练习任务:
A) 判断下列说法是否符合微型仿生机器人综述的中文摘要。每项回答“是”或“否”，并原样引用起决定作用的原文。
(i) 文献分析依据Scopus数据库，覆盖近15年。
(ii) 微型仿生机器人的尺寸在毫米级及以下。
(iii) 该综述只讨论军事应用，不涉及民用。
B) 根据微型仿生机器人综述回答下列问题。
(i) 该综述从哪三个关键点入手？
(ii) 针对技术瓶颈，该综述提出了什么发展思路？
(iii) 该综述的doi是什么？
C) 接着写出微型仿生机器人综述最后一句之后的内容。
*** 文档段落 ***
微型仿生机器人研究现状综述

doi:10.3901/JME.2025.03.178

摘要/Abstract

摘要： 微型仿生机器人作为尺寸在厘米级及以下的微型机电系统，具有体积小、质量轻、便于携带等特点，被广泛应用于环境探测、目标搜索、侦查打击等复杂环境中。为使广大研究人员了解微型仿生机器人的研究进展，基于全球最大的文摘和引文数据库Scopus对近15年的相关文献进行总结和分析，直观描绘了微型仿生机器人领域的发展趋势。从微型仿生机器人的仿生运动形式、制造技术、驱动技术三个关键点入手，辅以生物机电混合微型机器人特殊研究方向的介绍，总结了微型仿生机器人的总体特征和研究现状。分析目前微型仿生机器人发展的技术瓶颈，提出能源-驱动-感知-控制全柔性一体化的发展思路，同时促进一体化制造技术的创新发展。基于军事和反恐防暴应用背景，充分分析微型仿生机器人的特征优势，进行以微型仿生机器人为核心的作战应用构想，并拓展讨论了微型仿生机器人在民用方面的应用。最后，对现有微型仿生机器人的不足与未来发展进行讨论与总结，为微型仿生机器人技术领域的发展及其军事应用前景提供有价值的参考。

关键词: 微型仿生机器人, 驱动技术, 制造技术, 全柔性一体化, 军事应用

Abstract: As a micro-electromechanical system with a size of centimeters or below, micro-bionic robots have the characteristics of small size, light weight and excellent portability. They are widely used in complex environments such as environmental detection, target search, reconnaissance and strike. In order to enable researchers to understand the research progress of micro-bionic robots, a summary and analysis of relevant literature in the past 15 years are conducted based on the world’s largest abstract and citation database Scopus, providing a visual depiction of the development trends in the field of micro-bionic robots. The general characteristics and research status of micro-bionic robots are summarized from the three key points of the bionic movement form, manufacturing technology and driving technology of micro-bionic robots, supplemented by the introduction of the special research direction of bio-electromechanical hybrid micro robots. The technical bottleneck of the development of micro-bionic robots is fully analyzed, and the development idea of energy-driving-sense-control full flexible integration is put forward, which promotes the innovative development of integrated manufacturing technology. Based on the military and anti-terrorism and riot control application background, the characteristics and advantages of micro-bionic robots are fully analyzed, and the combat application conception with micro-bionic robots as the core is carried out. In addition, the application of micro-bionic robots in civil life is discussed. Finally, the shortcomings and future development of the existing micro-bionic robots are discussed and summarized, which provides a valuable reference for the development of the micro-bionic robots technology and its military application prospect.
*** 提取条目 ***
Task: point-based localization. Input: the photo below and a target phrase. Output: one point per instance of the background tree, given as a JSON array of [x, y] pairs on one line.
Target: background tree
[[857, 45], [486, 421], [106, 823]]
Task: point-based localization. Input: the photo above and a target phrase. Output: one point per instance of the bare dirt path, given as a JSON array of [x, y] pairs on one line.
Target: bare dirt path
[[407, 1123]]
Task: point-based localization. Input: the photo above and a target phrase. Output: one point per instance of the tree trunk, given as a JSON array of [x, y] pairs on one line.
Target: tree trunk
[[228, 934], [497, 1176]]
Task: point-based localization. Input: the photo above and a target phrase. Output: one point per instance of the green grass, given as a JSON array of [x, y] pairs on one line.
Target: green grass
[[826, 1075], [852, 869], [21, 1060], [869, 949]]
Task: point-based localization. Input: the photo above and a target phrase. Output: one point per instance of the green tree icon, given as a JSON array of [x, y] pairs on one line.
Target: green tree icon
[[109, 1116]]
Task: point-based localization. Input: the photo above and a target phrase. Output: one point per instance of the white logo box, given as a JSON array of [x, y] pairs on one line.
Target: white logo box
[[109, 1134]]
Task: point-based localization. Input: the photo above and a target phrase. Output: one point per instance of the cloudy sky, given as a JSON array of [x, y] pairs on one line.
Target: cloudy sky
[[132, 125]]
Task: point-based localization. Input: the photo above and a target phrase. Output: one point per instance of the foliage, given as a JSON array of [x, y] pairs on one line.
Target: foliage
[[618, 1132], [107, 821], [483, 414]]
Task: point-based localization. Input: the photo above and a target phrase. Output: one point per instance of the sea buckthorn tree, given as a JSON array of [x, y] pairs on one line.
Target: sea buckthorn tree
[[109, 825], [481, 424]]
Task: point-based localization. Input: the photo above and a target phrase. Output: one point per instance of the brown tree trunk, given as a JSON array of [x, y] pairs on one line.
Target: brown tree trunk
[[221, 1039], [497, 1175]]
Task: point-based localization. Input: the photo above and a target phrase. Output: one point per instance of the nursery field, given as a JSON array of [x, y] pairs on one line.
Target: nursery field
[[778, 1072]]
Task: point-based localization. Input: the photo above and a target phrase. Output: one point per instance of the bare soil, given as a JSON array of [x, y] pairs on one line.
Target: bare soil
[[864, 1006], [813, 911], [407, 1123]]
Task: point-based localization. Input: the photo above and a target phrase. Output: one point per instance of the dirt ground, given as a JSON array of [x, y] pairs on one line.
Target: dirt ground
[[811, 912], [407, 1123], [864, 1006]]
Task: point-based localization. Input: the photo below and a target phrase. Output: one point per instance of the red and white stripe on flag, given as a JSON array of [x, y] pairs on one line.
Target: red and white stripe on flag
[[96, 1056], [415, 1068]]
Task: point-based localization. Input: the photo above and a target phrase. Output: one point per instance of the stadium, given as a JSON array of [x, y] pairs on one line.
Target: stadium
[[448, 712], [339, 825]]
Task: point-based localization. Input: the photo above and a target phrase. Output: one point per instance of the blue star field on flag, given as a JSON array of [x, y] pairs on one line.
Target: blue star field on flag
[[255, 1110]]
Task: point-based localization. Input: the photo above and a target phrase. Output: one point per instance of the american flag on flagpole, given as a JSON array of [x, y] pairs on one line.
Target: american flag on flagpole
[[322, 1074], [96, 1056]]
***
各题答案:
A)
(i) 是：“基于全球最大的文摘和引文数据库Scopus对近15年的相关文献进行总结和分析”
(ii) 否：“尺寸在厘米级及以下”
(iii) 否：“并拓展讨论了微型仿生机器人在民用方面的应用”

B)
(i) 仿生运动形式、制造技术、驱动技术。
(ii) 能源-驱动-感知-控制全柔性一体化的发展思路。
(iii) 10.3901/JME.2025.03.178

C)
Key words: micro-bionic robots, driving technology, manufacturing technology, full flexible integration, military application

中图分类号:

TH39

罗自荣, 洪阳, 蒋涛, 林泽宁, 杨云, 朱群为. 微型仿生机器人研究现状综述[J]. 机械工程学报, 2025, 61(3): 178-196.

LUO Zirong, HONG Yang, JIANG Tao, LIN Zening, YANG Yun, ZHU Qunwei. Review of Micro-bionic Robots[J]. Journal of Mechanical Engineering, 2025, 61(3): 178-196.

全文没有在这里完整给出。